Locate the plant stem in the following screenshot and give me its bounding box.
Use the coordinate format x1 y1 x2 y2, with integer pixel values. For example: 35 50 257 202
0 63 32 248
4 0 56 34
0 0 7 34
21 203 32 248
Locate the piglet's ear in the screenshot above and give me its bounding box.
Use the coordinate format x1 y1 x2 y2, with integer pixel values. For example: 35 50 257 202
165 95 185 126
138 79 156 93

----

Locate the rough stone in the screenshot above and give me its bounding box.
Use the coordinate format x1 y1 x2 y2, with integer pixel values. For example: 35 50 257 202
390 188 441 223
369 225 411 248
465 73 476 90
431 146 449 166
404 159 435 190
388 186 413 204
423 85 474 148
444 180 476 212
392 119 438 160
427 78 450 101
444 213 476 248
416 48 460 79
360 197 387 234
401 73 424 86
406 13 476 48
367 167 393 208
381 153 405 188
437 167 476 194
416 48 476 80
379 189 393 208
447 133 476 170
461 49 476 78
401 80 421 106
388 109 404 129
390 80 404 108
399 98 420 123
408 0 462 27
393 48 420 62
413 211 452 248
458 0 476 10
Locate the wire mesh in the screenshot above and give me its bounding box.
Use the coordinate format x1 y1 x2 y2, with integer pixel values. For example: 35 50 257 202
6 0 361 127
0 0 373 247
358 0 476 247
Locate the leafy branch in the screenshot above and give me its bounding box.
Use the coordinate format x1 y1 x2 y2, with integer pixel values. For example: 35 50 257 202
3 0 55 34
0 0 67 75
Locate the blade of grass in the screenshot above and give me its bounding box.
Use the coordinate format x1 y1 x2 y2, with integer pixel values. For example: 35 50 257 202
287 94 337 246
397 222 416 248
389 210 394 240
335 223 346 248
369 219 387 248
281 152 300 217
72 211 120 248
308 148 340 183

----

[Problem statement] Give the number of lines in the listing that hold the word "above", with no other words.

[Written answer] 5